■ Фрагмент текста
= = = = = = =

Ссылки для упрощенного доступа

Интервью с регентом мужского хора Владимиром Горбиком



Марина Тимашева: 11 мая в Большом зале Московской консерватории состоится концерт русской духовной музыки "Преславная днесь", посвященный жертвенному подвигу священнослужителей в годы Великой Отечественной войны. В исполнении одного из лучших хоров - Мужского хора Московского Подворья Свято-Троице-Сергиевой Лавры - прозвучат шедевры церковной музыки и российская премьера духовного концерта "Не имамы иныя помощи" Бориса Ледковского. В концерте примут участие солисты оперных театров столицы - Михаил Давыдов, Алексей Татаринцев и Петр Морозов. А мы поговорим с регентом хора Владимиром Горбиком. Я только заранее напомню, что слово “партес”, которое звучит в разговоре, это многоголосое пение, которое приходит в Православную Церковь в 18-м веке и становится основной формой пения в храмах.
Концерт этот - память о жертвенном подвиге священнослужителей в годы Великой Отечественной войны. Мы много знаем о подвиге народа. Чем, грубо говоря, подвиг священника отличается от подвига обычного человека?

= = = = = = =

(Записи из набора данных)
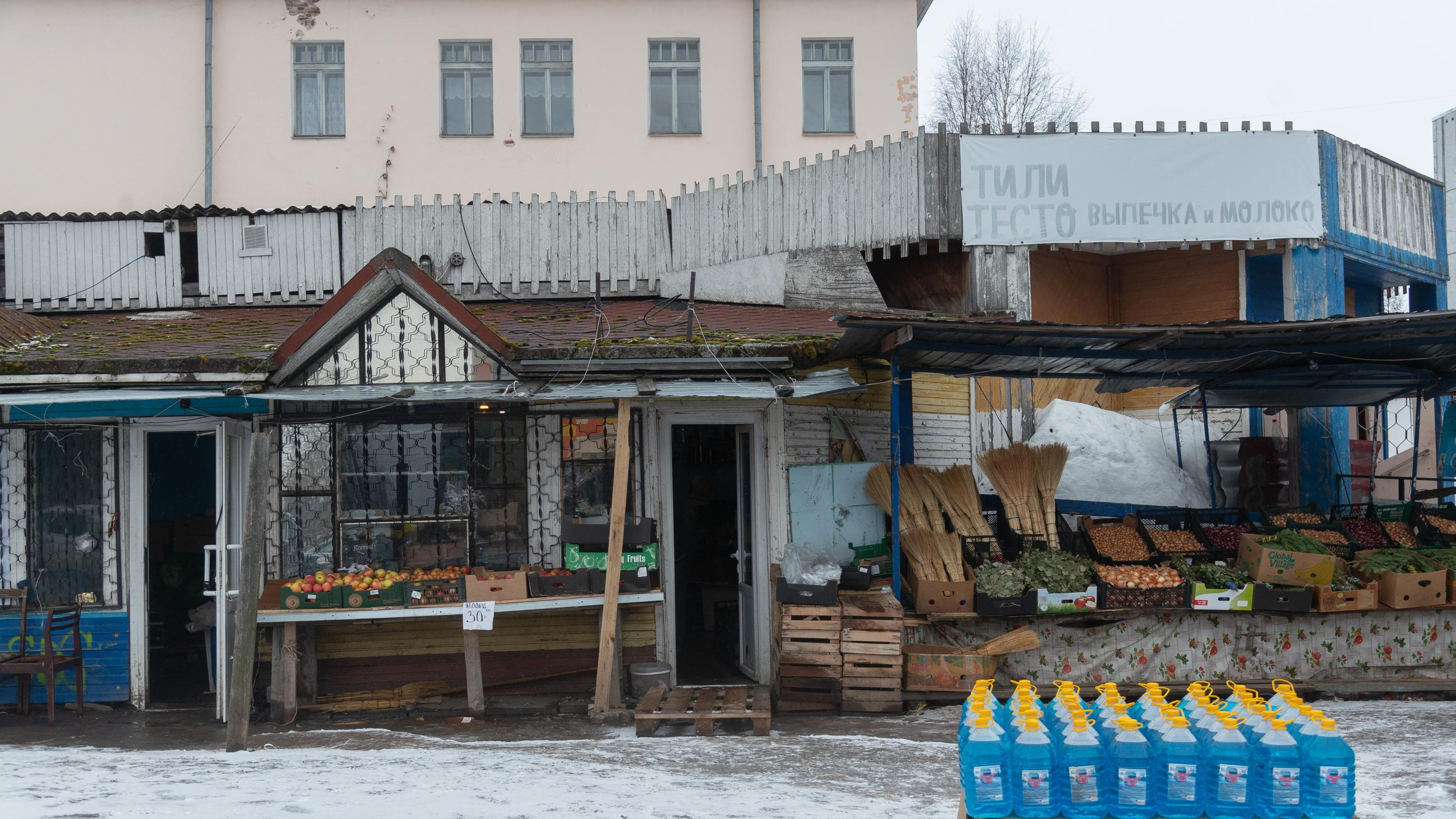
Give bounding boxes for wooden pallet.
[839,592,904,713]
[633,685,773,736]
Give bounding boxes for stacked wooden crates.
[779,604,844,711]
[839,592,904,714]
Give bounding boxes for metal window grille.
[646,39,703,134]
[280,406,529,576]
[293,42,344,137]
[440,39,495,137]
[802,39,855,134]
[25,427,116,605]
[521,39,575,137]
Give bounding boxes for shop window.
[561,413,642,522]
[338,422,470,569]
[278,423,335,577]
[470,406,530,569]
[28,429,106,605]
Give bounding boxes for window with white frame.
[440,39,495,137]
[646,39,703,134]
[293,42,344,137]
[804,39,855,134]
[521,39,575,137]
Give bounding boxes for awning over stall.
[834,310,1456,406]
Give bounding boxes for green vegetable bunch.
[1259,529,1329,554]
[1184,563,1249,589]
[976,563,1031,598]
[1016,548,1095,592]
[1356,548,1444,576]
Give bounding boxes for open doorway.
[671,423,753,685]
[147,430,217,705]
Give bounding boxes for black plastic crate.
[1254,583,1316,612]
[1411,503,1456,545]
[1133,506,1213,563]
[1259,502,1329,531]
[1188,509,1255,560]
[1293,521,1360,560]
[1329,503,1398,548]
[976,589,1037,617]
[1077,515,1155,566]
[1096,577,1190,611]
[1370,503,1440,548]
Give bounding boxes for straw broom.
[900,464,945,532]
[951,625,1041,657]
[938,464,996,537]
[900,529,951,580]
[1035,443,1067,548]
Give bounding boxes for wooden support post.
[217,426,272,751]
[298,622,319,705]
[593,399,632,714]
[464,628,485,717]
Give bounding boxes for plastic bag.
[782,542,840,586]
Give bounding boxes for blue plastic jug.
[1198,717,1254,819]
[1254,720,1305,819]
[1300,720,1356,819]
[1107,717,1156,819]
[961,711,1012,819]
[1153,716,1204,819]
[1010,719,1057,819]
[1054,719,1108,819]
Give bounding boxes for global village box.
[1239,534,1345,586]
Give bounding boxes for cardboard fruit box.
[1356,550,1450,608]
[464,566,526,602]
[906,560,976,614]
[1188,582,1254,611]
[1239,534,1345,586]
[1037,585,1096,614]
[901,644,1000,691]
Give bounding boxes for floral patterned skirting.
[917,609,1456,685]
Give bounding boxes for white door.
[202,420,249,721]
[734,423,759,679]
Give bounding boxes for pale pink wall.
[0,0,917,211]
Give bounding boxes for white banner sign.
[460,599,495,631]
[961,131,1325,245]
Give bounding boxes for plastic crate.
[1329,503,1396,548]
[1411,503,1456,545]
[1077,516,1155,566]
[1188,509,1254,560]
[1096,577,1190,611]
[1259,503,1329,531]
[1370,503,1421,548]
[1133,506,1213,563]
[1293,521,1360,560]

= = = = = = =

■ Цель задания
Выпишите из интервью с регентом слово в слово отрывок, начиная с «Марина Тимашева: 11» и заканчивая «пения в храмах.». Этот материал существует отдельно и к тексту не относится.

■ Решение задачи
Марина Тимашева: 11 мая в Большом зале Московской консерватории состоится концерт русской духовной музыки "Преславная днесь", посвященный жертвенному подвигу священнослужителей в годы Великой Отечественной войны. В исполнении одного из лучших хоров - Мужского хора Московского Подворья Свято-Троице-Сергиевой Лавры - прозвучат шедевры церковной музыки и российская премьера духовного концерта "Не имамы иныя помощи" Бориса Ледковского. В концерте примут участие солисты оперных театров столицы - Михаил Давыдов, Алексей Татаринцев и Петр Морозов. А мы поговорим с регентом хора Владимиром Горбиком. Я только заранее напомню, что слово “партес”, которое звучит в разговоре, это многоголосое пение, которое приходит в Православную Церковь в 18-м веке и становится основной формой пения в храмах.